» Exercise tasks
**a.** According to the meningitis passage, how many hours after a dose of ampicillin was fucoidin's complete inhibition of the increase in leukocyte recruitment measured?
**b.** Please carry the meningitis passage forward from its final sentence.

» Document segment

▽

Antibiotic-induced bacterial lysis has been shown to enhance the meningeal inflammation and cerebral circulatory pathology in both experimental and clinical studies, and treatment with anti-inflammatory drugs such as corticosteroids may reduce these indices of neurological damage (8, 10, 12, 13). Moreover, specific inhibition of leukocyte transmigration to the subarachnoid space through the blocking of firm leukocyte adhesion to vascular endothelium modulates the inflammation, reduces the increase in brain water content, and improves the survival rates of the animals; i.e., anti-CD18 MAbs have been documented to attenuate meningitic inflammation after treatment with antibiotics in both pneumococcal (13) and H. influenzae (10) experimental meningitis. Recently, the anti-inflammatory effects of anti-ICAM MAbs have also been demonstrated in experimental meningitis (15). Compared with these results, our present findings indicate that fucoidin is more effective in decreasing the meningitic inflammatory changes: fucoidin completely inhibited the ampicillin-induced increase in leukocyte recruitment as measured 4 and 6 h after a dose of ampicillin, and it decreased protein levels 4 h after antibiotic administration. In the studies described above in which anti-CD18 treatment significantly reduced the enhancement of leukocyte and protein accumulation in rabbits with pneumococcal (13) or H. influenzae (10) meningitis, both these indices of inflammation still increased after antibiotic treatment. Thus, in the former study (13), the median CSF leukocyte density did not increase 4 h after antibiotic treatment, but at 6 h, the median leukocyte count increased 10-fold. In the latter study (10), the mean CSF leukocyte and protein levels increased by at least 50% 2 h after a dose of antibiotics, and even more after 6 h. However, to make a strict comparison between fucoidin and MAb IB4, these drugs would have to be tested in the same animal model. One explanation of why fucoidin appears to be more effective than anti-CD18 therapy may be that firm leukocyte adhesion may involve beta-1-integrins in addition to the CD11-CD18 complex (3), while leukocyte rolling (inhibited by fucoidin but not anti-CD18 MAbs) is a precondition for the firm adhesion (5).

The other two indices of inflammation measured in this study, lactate and glucose levels, were markedly changed 16 h after bacterial inoculation but did not change significantly after treatment with ampicillin or ampicillin plus fucoidin. Although CSF lactic acidosis has been reported to be induced by a bolus dose of antibiotics in experimental meningitis (9, 10), our findings suggest that CSF lactate and glucose concentrations are not associated with the increase in CSF leukocytes after a dose of ampicillin.

△

» Record set
▽

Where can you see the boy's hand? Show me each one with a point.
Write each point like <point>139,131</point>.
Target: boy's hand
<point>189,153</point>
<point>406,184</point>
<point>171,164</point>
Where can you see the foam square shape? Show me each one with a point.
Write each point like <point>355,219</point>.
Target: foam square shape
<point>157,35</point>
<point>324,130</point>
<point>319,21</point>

△
▽

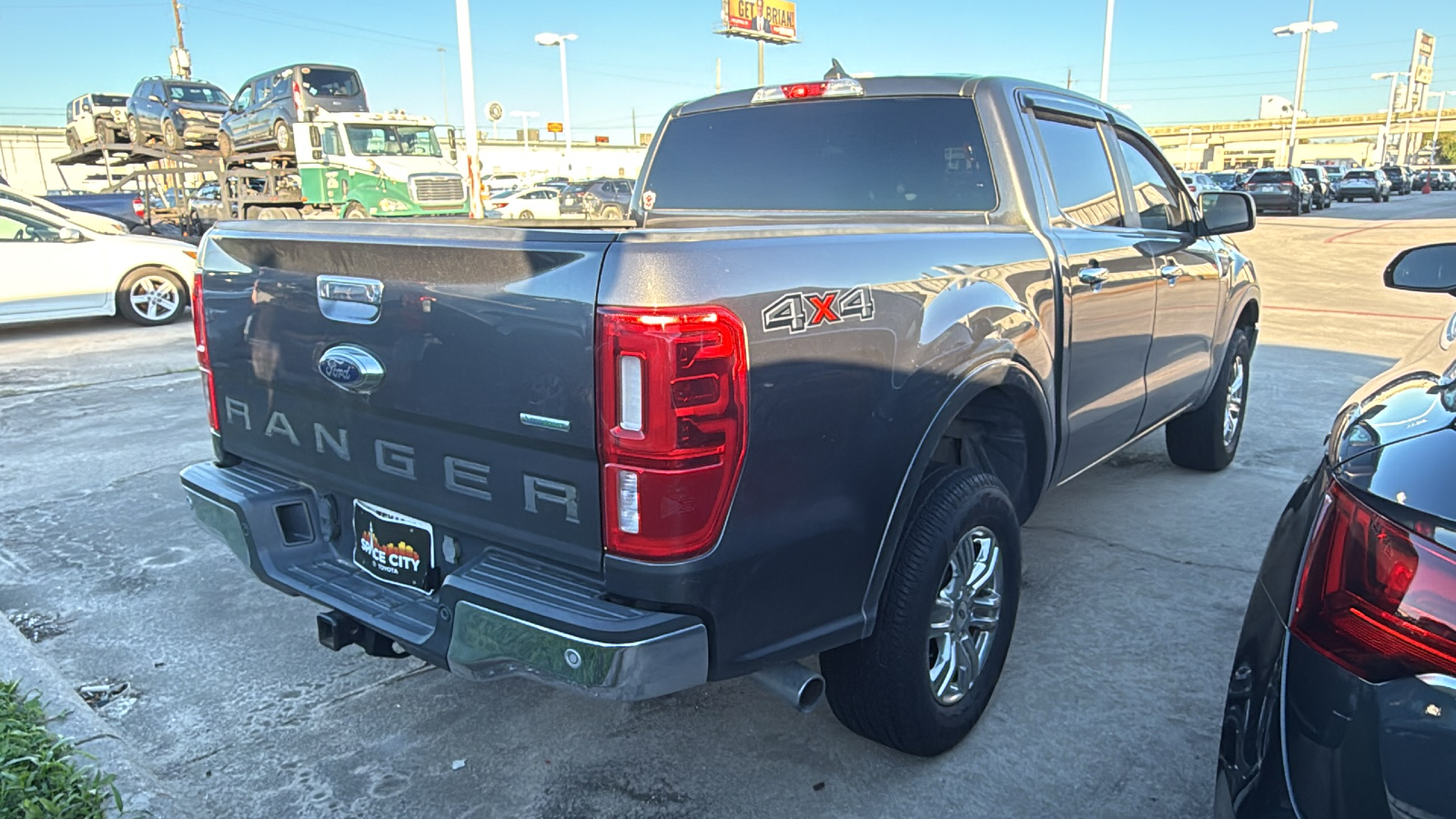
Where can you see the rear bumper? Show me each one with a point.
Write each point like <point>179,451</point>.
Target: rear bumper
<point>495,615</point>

△
▽

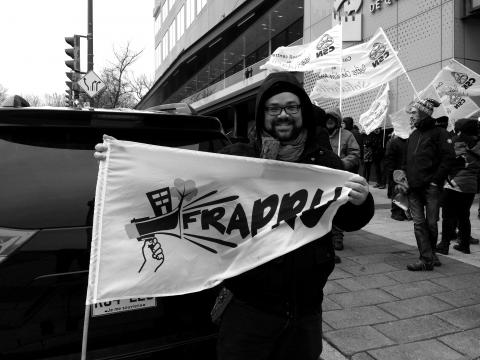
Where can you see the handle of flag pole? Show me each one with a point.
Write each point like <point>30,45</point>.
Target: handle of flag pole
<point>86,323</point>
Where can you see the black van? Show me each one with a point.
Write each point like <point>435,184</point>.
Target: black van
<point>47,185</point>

△

» Responses to the tasks
**a.** At 4 and 6 hours after the dose.

**b.**
Interference with the leukocyte endothelial adhesion process in bacterial meningitis has therapeutic potential in clinical situations in that it may be possible to inhibit the inflammatory burst elicited by the first dose of antibiotics. However, it must be noted in this context that the phenomenon of an inflammatory overload after a bolus dose of ampicillin in rabbits with experimental pneumococcal meningitis has been found to be dependent on the CSF bacterial concentration at the time of treatment (9). Thus, it has been shown that when the pneumococcal bacterial concentration reaches a threshold of about 10⁶ CFU/ml there is a marked increase in CSF leukocytes, and a dose of ampicillin has no impact on the CSF leukocyte count under these conditions (9). However, the injection of ampicillin shortly before this threshold concentration is reached results in an inflammatory burst, while a delay in inflammation is seen if ampicillin is injected several hours earlier. Thus, it seems that the inflammatory increase induced by antibiotics occurs only during a limited phase in the course of experimental pneumococcal meningitis.

In conclusion, we have documented for the first time that the polysaccharide fucoidin effectively inhibits the accumulation of CSF leukocytes upon administration of antibiotics in experimental meningitis induced with live bacteria. As mentioned before, other therapeutic strategies are also possible, but in order to reduce CSF leukocyte recruitment it appears that the inhibition of leukocyte rolling (with, for example, fucoidin) is more efficient than the blocking of firm leukocyte adhesion with anti-CD18 or anti-ICAM-1 MAbs.